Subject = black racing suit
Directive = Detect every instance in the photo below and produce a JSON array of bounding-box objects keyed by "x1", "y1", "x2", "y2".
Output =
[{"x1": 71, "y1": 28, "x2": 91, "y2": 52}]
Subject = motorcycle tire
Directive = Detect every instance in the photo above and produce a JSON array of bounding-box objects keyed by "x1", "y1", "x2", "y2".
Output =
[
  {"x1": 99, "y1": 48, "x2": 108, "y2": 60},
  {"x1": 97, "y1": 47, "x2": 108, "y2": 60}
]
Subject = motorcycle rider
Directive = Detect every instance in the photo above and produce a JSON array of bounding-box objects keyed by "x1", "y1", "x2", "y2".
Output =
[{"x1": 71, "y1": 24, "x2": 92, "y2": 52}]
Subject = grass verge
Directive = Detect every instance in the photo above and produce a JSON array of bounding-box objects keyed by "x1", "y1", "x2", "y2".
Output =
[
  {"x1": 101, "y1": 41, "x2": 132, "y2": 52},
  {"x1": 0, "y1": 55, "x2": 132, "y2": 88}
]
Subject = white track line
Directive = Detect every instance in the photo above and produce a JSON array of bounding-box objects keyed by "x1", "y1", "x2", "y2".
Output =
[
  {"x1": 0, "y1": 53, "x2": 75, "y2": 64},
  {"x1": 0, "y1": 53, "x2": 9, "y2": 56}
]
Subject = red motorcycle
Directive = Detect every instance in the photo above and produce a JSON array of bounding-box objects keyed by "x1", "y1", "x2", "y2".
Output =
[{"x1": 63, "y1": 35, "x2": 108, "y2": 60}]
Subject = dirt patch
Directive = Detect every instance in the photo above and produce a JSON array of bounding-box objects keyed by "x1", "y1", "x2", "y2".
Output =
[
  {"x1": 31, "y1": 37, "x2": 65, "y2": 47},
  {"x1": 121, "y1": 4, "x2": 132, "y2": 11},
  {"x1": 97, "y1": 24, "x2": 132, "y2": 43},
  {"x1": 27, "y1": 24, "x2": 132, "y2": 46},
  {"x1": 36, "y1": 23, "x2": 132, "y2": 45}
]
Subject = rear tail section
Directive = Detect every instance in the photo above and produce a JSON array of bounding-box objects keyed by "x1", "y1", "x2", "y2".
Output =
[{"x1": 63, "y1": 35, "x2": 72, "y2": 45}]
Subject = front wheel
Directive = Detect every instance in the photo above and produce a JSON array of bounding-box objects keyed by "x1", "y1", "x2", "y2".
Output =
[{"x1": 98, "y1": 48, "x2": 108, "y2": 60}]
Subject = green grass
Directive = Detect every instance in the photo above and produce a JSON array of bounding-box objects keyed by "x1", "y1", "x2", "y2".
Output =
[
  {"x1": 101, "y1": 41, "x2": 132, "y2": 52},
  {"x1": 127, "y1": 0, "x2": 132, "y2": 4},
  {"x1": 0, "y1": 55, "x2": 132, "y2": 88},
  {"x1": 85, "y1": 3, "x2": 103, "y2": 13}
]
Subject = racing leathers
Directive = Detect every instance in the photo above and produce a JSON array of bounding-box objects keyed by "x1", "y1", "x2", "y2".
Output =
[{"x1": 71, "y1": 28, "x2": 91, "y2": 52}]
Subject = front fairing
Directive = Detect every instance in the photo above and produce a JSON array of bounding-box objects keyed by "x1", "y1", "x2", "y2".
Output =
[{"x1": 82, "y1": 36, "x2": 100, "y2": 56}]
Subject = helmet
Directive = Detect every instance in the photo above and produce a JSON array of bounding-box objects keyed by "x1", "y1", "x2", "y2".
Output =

EXERCISE = Say how many lines of the records contain the word "front", and give no other output.

TASK ANSWER = 2